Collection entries
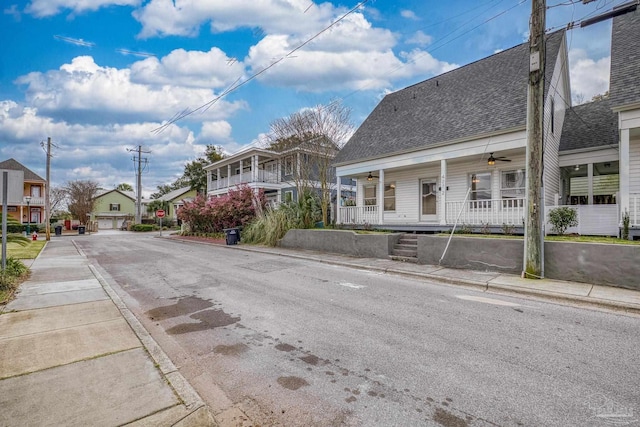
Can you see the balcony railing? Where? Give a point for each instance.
(359, 215)
(496, 212)
(245, 178)
(35, 201)
(487, 212)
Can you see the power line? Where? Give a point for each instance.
(237, 86)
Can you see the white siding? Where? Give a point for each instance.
(634, 166)
(559, 94)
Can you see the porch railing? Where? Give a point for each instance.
(359, 215)
(487, 212)
(247, 177)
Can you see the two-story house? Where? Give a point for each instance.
(25, 192)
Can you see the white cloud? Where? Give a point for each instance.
(420, 38)
(44, 8)
(409, 14)
(86, 91)
(588, 77)
(213, 69)
(99, 152)
(164, 17)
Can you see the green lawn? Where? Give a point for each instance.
(30, 251)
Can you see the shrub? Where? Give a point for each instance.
(562, 218)
(14, 272)
(235, 209)
(273, 224)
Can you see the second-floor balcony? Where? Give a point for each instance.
(245, 178)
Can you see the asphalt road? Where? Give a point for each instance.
(286, 341)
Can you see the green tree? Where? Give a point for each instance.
(194, 173)
(318, 132)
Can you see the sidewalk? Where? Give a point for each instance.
(609, 297)
(72, 354)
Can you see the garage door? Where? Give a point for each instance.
(105, 223)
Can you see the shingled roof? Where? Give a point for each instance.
(489, 95)
(15, 165)
(625, 59)
(589, 125)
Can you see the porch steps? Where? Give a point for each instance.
(406, 249)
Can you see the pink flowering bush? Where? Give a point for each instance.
(234, 209)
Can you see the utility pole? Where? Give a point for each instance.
(533, 242)
(47, 200)
(139, 159)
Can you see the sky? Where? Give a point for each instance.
(103, 77)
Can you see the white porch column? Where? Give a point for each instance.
(381, 196)
(624, 171)
(590, 183)
(443, 192)
(254, 168)
(338, 198)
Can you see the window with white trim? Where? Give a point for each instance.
(512, 186)
(370, 195)
(288, 165)
(390, 196)
(480, 194)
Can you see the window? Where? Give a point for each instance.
(370, 195)
(390, 196)
(480, 190)
(288, 165)
(512, 186)
(288, 196)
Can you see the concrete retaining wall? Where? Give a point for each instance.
(598, 264)
(341, 242)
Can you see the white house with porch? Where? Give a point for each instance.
(451, 150)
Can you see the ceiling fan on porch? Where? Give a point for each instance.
(492, 160)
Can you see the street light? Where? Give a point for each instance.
(28, 199)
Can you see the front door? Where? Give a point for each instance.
(428, 200)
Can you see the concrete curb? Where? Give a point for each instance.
(480, 285)
(198, 414)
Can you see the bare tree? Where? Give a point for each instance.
(81, 198)
(317, 133)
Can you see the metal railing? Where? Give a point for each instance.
(245, 178)
(359, 215)
(487, 212)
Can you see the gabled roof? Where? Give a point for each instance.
(174, 194)
(14, 165)
(102, 192)
(484, 97)
(589, 125)
(624, 87)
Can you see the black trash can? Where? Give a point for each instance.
(233, 235)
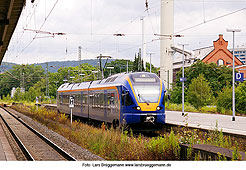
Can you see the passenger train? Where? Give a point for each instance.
(132, 99)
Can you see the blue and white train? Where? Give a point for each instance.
(123, 99)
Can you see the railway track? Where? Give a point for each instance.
(33, 144)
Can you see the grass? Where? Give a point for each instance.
(107, 143)
(113, 144)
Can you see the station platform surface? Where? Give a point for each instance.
(208, 121)
(6, 152)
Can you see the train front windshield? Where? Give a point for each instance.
(146, 87)
(147, 93)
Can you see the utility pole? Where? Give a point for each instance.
(100, 64)
(143, 43)
(167, 28)
(233, 73)
(47, 80)
(126, 66)
(79, 54)
(150, 67)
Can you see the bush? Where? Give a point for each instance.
(199, 93)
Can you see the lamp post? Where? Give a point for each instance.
(110, 68)
(183, 79)
(233, 72)
(150, 53)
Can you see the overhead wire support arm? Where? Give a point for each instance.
(45, 32)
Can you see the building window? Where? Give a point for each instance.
(220, 62)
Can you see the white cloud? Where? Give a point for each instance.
(78, 19)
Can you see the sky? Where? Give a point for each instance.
(92, 24)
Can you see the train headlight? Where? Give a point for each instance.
(137, 108)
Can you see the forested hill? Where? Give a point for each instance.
(55, 65)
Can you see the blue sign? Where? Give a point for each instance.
(239, 77)
(183, 79)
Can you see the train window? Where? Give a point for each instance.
(128, 100)
(113, 79)
(84, 100)
(77, 99)
(60, 98)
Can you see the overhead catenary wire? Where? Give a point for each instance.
(213, 19)
(39, 28)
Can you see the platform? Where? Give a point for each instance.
(208, 121)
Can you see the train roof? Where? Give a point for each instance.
(114, 80)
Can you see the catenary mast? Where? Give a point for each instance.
(167, 27)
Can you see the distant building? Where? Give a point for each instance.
(218, 53)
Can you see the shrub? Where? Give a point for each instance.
(199, 93)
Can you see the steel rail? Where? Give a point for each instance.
(18, 141)
(45, 139)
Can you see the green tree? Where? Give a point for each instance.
(217, 76)
(224, 100)
(199, 93)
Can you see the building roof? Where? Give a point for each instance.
(220, 51)
(10, 11)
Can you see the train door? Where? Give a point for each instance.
(112, 105)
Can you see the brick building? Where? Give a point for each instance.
(222, 56)
(218, 53)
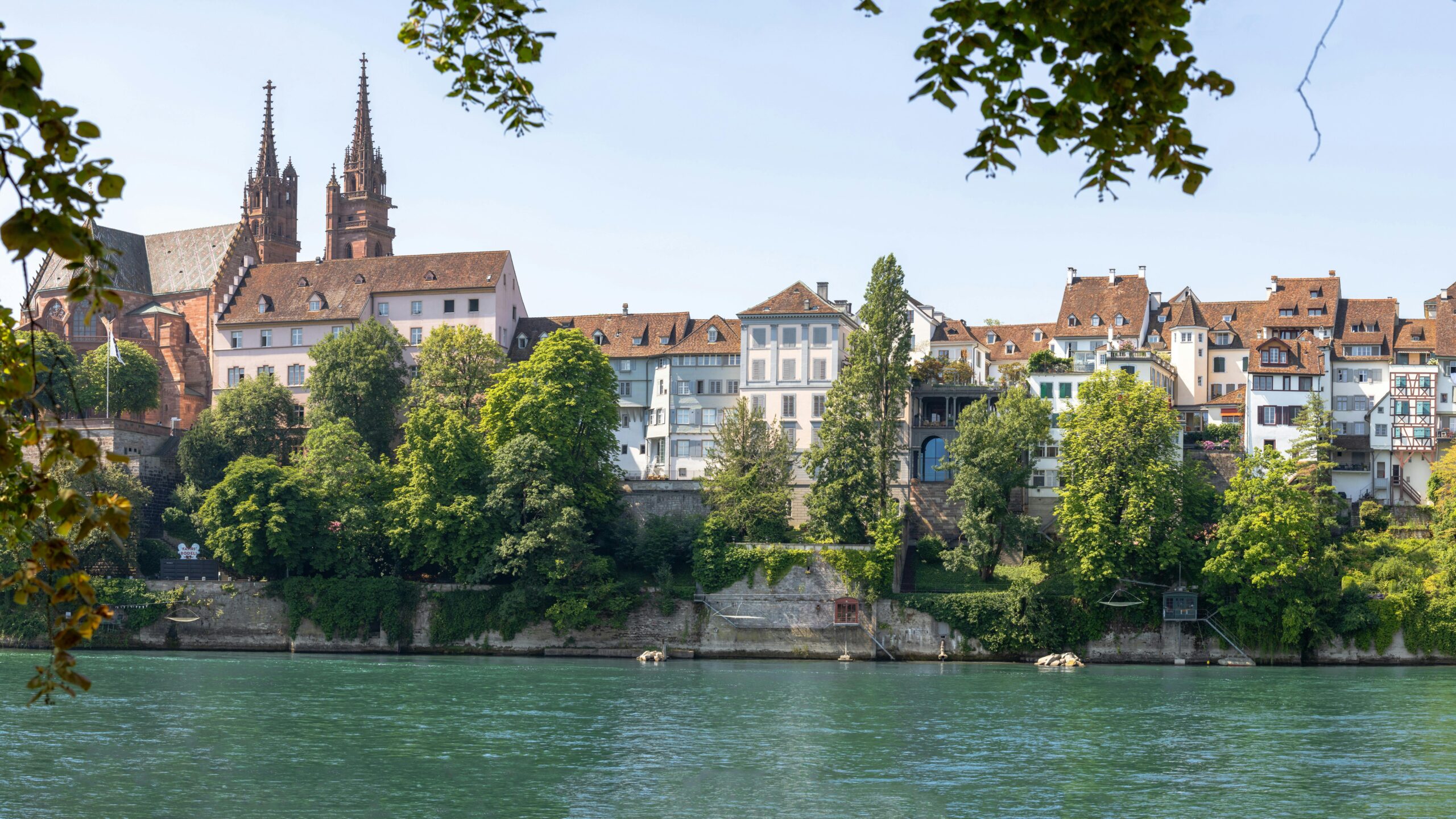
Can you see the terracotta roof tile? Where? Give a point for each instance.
(1416, 334)
(1305, 356)
(1021, 336)
(696, 341)
(1093, 295)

* **What to work on**
Reproduce all of the data exactly; the pictures do not belong in the copy.

* **Right answer**
Can you see the balcony railing? Where? Give a point for each instance.
(359, 215)
(496, 212)
(245, 178)
(35, 201)
(487, 212)
Can you see the power line? Where? Give a point for each instance.
(237, 86)
Can you see the white siding? Where? Give a point for each instance.
(634, 166)
(559, 94)
Can you see the porch railing? Where? Give a point for each instance.
(359, 215)
(487, 212)
(247, 177)
Can you see the two-story house? Where? Give a point for each instance.
(25, 192)
Can you see the white cloud? Where? Give a point for each instance.
(420, 38)
(44, 8)
(409, 14)
(86, 91)
(588, 77)
(213, 69)
(99, 152)
(164, 17)
Can you see the green lawn? Where? Give a point for each instance.
(30, 251)
Can you see the shrub? Where? Give a point for each instance.
(562, 218)
(14, 272)
(235, 209)
(273, 224)
Can you see the second-floor balcony? Where? Give a point for each instance.
(245, 178)
Can you see the asphalt road? Where? Give a point for each instance.
(286, 341)
Can you see the green tree? Where? Give a point for each instance.
(194, 173)
(318, 132)
Can you see the sidewalk? Where? Give a point for each instance.
(609, 297)
(72, 354)
Can you see the garage door? Where? Give a point for each instance.
(105, 223)
Can you see the shingled roof? Where? Give a point for each instance.
(489, 95)
(15, 165)
(625, 59)
(589, 125)
Can you see the porch steps? Where? Give a point for each instance.
(406, 249)
Can you see the pink flowering bush? Where? Give a point for each instance.
(234, 209)
Can you see the utility pole? Where? Give a point for each instance.
(533, 242)
(47, 200)
(139, 159)
Can you see the sky? Where? Give a point for each instance.
(103, 77)
Can you see the white porch column? Where? Give a point for each instance.
(381, 196)
(624, 171)
(590, 183)
(443, 192)
(254, 168)
(338, 198)
Can you see the window with white trim? Where? Give a point for each instance.
(512, 186)
(370, 195)
(288, 165)
(390, 196)
(480, 194)
Can you see the window? Where? Give a point for each instance.
(370, 195)
(390, 196)
(480, 190)
(288, 165)
(512, 186)
(288, 196)
Can you see the concrete retaining wall? Where? Give a point for each instance.
(598, 264)
(341, 242)
Can you see the white house with porch? Where? Give a point for each instance.
(451, 150)
Can you see the ceiling fan on porch? Where? Give a point for each instance.
(492, 160)
Can you see the street light? Where? Give a point for each instance.
(28, 199)
Can you see the front door? Where? Give a point for each instance.
(428, 200)
Can you see the concrete curb? Where? Give a point for each instance.
(480, 285)
(198, 414)
Can you see the bare tree? Where? Give a point for each instance.
(81, 198)
(317, 133)
Can you see the metal railing? Where? Give a point for each instance.
(245, 178)
(359, 215)
(487, 212)
Can you see the gabled roof? Where? Give a point for each instance.
(174, 194)
(14, 165)
(102, 192)
(484, 97)
(589, 125)
(624, 87)
Can you see the black trash can? Where? Give a point for each instance.
(233, 235)
Can you see the passenger train? Where? Give a point for each instance.
(132, 99)
Can you see the blue and white train? Where? Give a point for each instance.
(123, 99)
Can you see the railway track? Where? Give a point for each instance.
(33, 144)
Can you see the grass? Where? Give a point for each instance.
(107, 143)
(113, 144)
Can you see the station platform surface? Where? Give a point for each instance.
(208, 121)
(6, 152)
Can you see the train front windshield? Where? Give a point for each instance.
(146, 87)
(147, 93)
Can you see the utility pole? Where? Give a point for each instance.
(100, 64)
(143, 43)
(167, 28)
(233, 73)
(47, 80)
(126, 66)
(79, 54)
(150, 67)
Can you see the bush? Where? Give a point for each instance.
(199, 93)
Can you see the lamp post? Where? Give a point for each instance.
(110, 68)
(183, 79)
(233, 72)
(150, 53)
Can you see the overhead wire support arm? Where? Give a point for each instance.
(45, 32)
Can you see the building window? Where? Give a point for each instance.
(220, 62)
Can you see the white cloud? Where? Give a point for each instance.
(78, 19)
Can you see the sky? Where? Give a point for each instance.
(92, 24)
Can you see the train headlight? Where? Give a point for each instance.
(137, 108)
Can you see the forested hill? Where? Give a point for each instance.
(55, 65)
Can you see the blue sign? Where? Give a point for each instance.
(239, 77)
(183, 79)
Can you see the train window? Where? Give a point for each instance.
(128, 100)
(113, 79)
(84, 100)
(77, 99)
(60, 98)
Can you see the overhead catenary wire? Where? Give a point for each instance.
(213, 19)
(39, 28)
Can you see the platform? Where? Give a point for each instance.
(208, 121)
Can you see the train roof? Where? Give a point for each instance.
(114, 80)
Can you see the catenary mast? Where? Give a point for each instance.
(167, 27)
Can you see the distant building? Where? Give a point for each instance.
(218, 53)
Can you see the shrub? Where? Give a point for each instance.
(199, 93)
Can you see the steel rail? Where? Give a point for each instance.
(18, 141)
(45, 139)
Can you see the green tree? Where? Give a point for each instance.
(217, 76)
(224, 100)
(199, 93)
Can you see the building roof? Where? Give a point for each instance.
(220, 51)
(10, 11)
Can you see the train door? Where? Give a point for each instance.
(112, 105)
Can you see the brick building? Where? Give a point for each instance.
(222, 56)
(218, 53)
Can you see the terracotta roof tile? Where? Give a point for each instance.
(1416, 334)
(1305, 356)
(1021, 336)
(696, 341)
(1093, 295)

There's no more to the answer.